◆ **DIRECTIONS FOR THIS TASK**
Make an exact transcription of the material, leaving out all images.

◆ **RECORDS FOR THE TASK**

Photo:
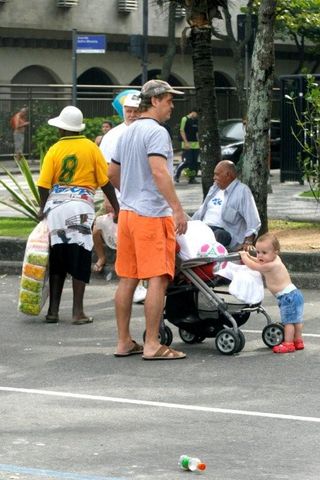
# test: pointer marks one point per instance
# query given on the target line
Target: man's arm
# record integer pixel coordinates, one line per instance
(114, 170)
(251, 215)
(44, 194)
(183, 133)
(164, 183)
(109, 192)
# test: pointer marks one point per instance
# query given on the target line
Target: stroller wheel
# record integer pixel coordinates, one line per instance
(189, 337)
(227, 342)
(242, 341)
(273, 334)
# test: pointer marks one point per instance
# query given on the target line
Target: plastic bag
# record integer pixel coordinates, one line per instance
(198, 235)
(246, 285)
(34, 285)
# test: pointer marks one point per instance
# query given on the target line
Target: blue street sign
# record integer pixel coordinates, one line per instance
(91, 44)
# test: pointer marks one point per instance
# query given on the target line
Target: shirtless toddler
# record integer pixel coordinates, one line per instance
(278, 281)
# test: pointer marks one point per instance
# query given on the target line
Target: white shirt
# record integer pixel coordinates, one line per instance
(214, 210)
(110, 139)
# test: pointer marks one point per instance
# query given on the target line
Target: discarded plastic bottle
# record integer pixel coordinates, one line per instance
(191, 463)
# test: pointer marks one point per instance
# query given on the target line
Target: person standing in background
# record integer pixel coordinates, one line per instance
(19, 122)
(190, 146)
(108, 146)
(106, 127)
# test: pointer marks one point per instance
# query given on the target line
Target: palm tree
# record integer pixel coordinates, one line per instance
(200, 14)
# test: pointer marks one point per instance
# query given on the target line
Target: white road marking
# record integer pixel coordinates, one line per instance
(177, 406)
(315, 335)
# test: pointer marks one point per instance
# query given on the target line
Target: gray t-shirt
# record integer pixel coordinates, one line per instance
(138, 191)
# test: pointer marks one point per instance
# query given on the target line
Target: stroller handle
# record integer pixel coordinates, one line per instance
(197, 262)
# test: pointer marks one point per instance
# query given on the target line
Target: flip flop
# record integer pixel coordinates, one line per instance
(135, 350)
(284, 347)
(98, 267)
(52, 318)
(82, 321)
(165, 353)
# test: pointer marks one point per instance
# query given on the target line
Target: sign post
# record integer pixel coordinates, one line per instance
(84, 44)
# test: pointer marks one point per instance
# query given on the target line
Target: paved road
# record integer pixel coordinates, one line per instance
(70, 410)
(283, 203)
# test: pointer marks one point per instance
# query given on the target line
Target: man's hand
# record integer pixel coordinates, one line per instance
(180, 222)
(40, 214)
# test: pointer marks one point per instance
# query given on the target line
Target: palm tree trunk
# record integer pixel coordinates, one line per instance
(171, 46)
(203, 72)
(255, 171)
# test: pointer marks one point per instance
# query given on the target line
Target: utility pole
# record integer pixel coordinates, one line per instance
(145, 42)
(74, 67)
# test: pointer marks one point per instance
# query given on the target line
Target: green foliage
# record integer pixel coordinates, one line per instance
(297, 18)
(309, 135)
(23, 201)
(16, 227)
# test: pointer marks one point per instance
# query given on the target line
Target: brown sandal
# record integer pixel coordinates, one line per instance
(165, 353)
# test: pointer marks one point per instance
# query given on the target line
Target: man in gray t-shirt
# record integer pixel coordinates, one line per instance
(150, 217)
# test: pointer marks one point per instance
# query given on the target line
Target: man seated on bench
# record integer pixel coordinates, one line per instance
(229, 209)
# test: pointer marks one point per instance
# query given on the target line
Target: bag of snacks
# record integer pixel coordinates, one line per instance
(34, 285)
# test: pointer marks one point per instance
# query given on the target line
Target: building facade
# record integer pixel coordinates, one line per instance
(38, 62)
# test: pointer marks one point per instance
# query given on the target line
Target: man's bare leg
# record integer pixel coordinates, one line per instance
(99, 247)
(123, 306)
(153, 309)
(56, 283)
(77, 309)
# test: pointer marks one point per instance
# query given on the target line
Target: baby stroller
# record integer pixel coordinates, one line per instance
(200, 308)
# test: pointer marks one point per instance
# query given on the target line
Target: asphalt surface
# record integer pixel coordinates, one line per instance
(71, 410)
(284, 202)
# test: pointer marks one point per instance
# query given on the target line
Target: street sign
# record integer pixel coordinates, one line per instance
(91, 44)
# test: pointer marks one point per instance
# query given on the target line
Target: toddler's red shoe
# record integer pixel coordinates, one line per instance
(284, 347)
(299, 344)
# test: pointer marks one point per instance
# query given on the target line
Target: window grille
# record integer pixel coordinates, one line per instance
(180, 12)
(67, 3)
(127, 6)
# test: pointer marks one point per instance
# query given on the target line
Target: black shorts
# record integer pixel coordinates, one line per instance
(72, 259)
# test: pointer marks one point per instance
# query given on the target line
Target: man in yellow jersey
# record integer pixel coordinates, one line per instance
(72, 170)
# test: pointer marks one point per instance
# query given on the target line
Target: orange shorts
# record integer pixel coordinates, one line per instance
(145, 246)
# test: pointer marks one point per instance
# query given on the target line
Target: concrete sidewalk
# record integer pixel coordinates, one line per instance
(283, 203)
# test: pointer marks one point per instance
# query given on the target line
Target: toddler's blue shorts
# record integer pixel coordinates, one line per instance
(291, 307)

◆ **COMPLETE ANSWER**
Photo:
# test: pointer marks one point per instance
# query given on the target line
Target: man's arm
# record integer pixel coordinates, one line per instance
(114, 170)
(251, 215)
(44, 194)
(183, 133)
(164, 183)
(109, 192)
# test: pointer marks one point per instance
# query given on the target line
Target: stroller wheel
# record integer pixel coordinates, one line per instance
(189, 337)
(227, 342)
(242, 341)
(273, 334)
# test: pointer marks one point per instance
# query given on the target line
Target: plastic bag
# record integer pixel coordinates, one line per instance
(198, 235)
(246, 285)
(34, 285)
# test: pointer marks one point per instance
# query given on the target line
Target: blue street sign
# record integer pixel coordinates, one line per instance
(91, 44)
# test: pointer marks one point per instance
# query given on the target line
Target: shirtless toddler
# record integer pixel coordinates, one line per instance
(278, 281)
# test: pointer marks one point per instance
# query given on the target line
Target: white shirt
# record integer pixel coordinates, one line per instance
(214, 210)
(110, 139)
# test: pointer marks one point per instance
# query given on the target line
Target: discarded plastic bottle
# record integer pixel coordinates, one line per instance
(191, 463)
# test: pointer marks one point per instance
# query given on the target line
Target: person standing in background
# record integer pixel coordinates, one line per instance
(19, 122)
(190, 146)
(108, 146)
(106, 127)
# test: pointer marks one point per instance
# query given on the target line
Target: palm tree
# record integer pixel coordinates, one line per instance
(200, 14)
# test: pointer marks one point per instance
# query given on the target line
Target: white road marking
# record integer pixel coordinates, one line per instance
(177, 406)
(315, 335)
# test: pointer marks one point per instance
# query given on the target line
Target: gray t-shirt
# record integer pixel coordinates, one line per instance
(138, 191)
# test: pointer marks one point per instance
# query given on the target line
Target: stroller handle
# record integer pixel coordinates, one line per instance
(197, 262)
# test: pointer marks one point per instance
# query given on the target line
Target: flip flop
# record integer pixel coordinates, one line per instance
(135, 350)
(284, 347)
(98, 267)
(52, 318)
(82, 321)
(165, 353)
# test: pointer marks one point per instance
# query given on the target line
Target: sign post
# record integer pixel coordinates, one line per instance
(84, 44)
# test: pointer marks one point per instance
# query given on the target line
Target: paved road
# record integer pixel coordinates, one line per instance
(70, 410)
(283, 203)
# test: pointer marks one point per instance
# query given on the target line
Target: man's hand
# record integer pixel coordinates, one line per instance
(180, 222)
(40, 214)
# test: pointer marks one point per instance
# query given on the target line
Target: palm tree trunk
# record integer pixel coordinates, one line per instance
(171, 46)
(203, 72)
(255, 171)
# test: pointer marks one point per instance
# query given on the target line
Target: utility pole
# record integer pixel coordinates, one line per instance
(145, 42)
(74, 67)
# test: pointer marks one point per instance
# query given on the target line
Target: green foliage
# record integer pixel coordinates, one line per instance
(297, 18)
(309, 135)
(23, 201)
(16, 227)
# test: pointer marks one point per instance
# query given on the target line
Target: brown sandal
# record integer pixel coordinates, one line per instance
(165, 353)
# test: pointer marks one point per instance
# query given on the target line
Target: man in gray t-shirt
# record integer pixel coordinates, one line per instance
(150, 217)
# test: pointer marks one point per instance
# query given on the target line
Target: man seated on bench
# record integer pixel coordinates, one line per instance
(229, 209)
# test: pointer marks one point per instance
# query given on the target line
Target: bag of snacks
# record integer pixel coordinates, one line per instance
(34, 285)
# test: pointer marks one point per instance
# query given on the target line
Target: building facade
# record integer pixel coordinates, one line per instance
(38, 62)
# test: pointer marks one point per instance
# query given on the target line
Target: man's bare leg
# record integer pixel coordinates, one line per instance
(99, 247)
(123, 306)
(153, 309)
(56, 283)
(77, 309)
# test: pointer marks one point per instance
# query given on the target line
Target: baby stroller
# record integer pixel coordinates, one line per instance
(200, 308)
# test: pointer marks one point per instance
# query given on the target line
Target: asphalt surface
# record integer pixel coordinates, one line per instance
(71, 410)
(284, 202)
# test: pointer marks one point per instance
# query given on the target line
Target: street sign
# record integer pixel coordinates, one line per instance
(91, 44)
# test: pointer marks one point per instance
# query given on the target line
Target: toddler's red shoe
# record integer pixel coordinates, one line per instance
(284, 347)
(299, 344)
# test: pointer marks one point per instance
# query given on the target line
Target: window grille
# record integer pixel coordinates, one line per instance
(180, 12)
(67, 3)
(127, 6)
# test: pointer marks one point per instance
# query given on the target line
Target: black shorts
# record integer pixel coordinates, one line per instance
(72, 259)
# test: pointer marks one point per instance
# query given on the target line
Target: man in yellow jersey
# record integer pixel coordinates, one line per instance
(72, 170)
# test: pointer marks one point per instance
# query given on the target line
Target: orange shorts
# record integer pixel coordinates, one line per instance
(145, 246)
# test: pointer marks one point per instance
# query given on the target line
Target: concrete sidewalk
# record integer pixel coordinates, one line per instance
(283, 203)
# test: pointer marks one point per instance
# query given on the target line
Target: toddler's blue shorts
# record integer pixel coordinates, one line per instance
(291, 307)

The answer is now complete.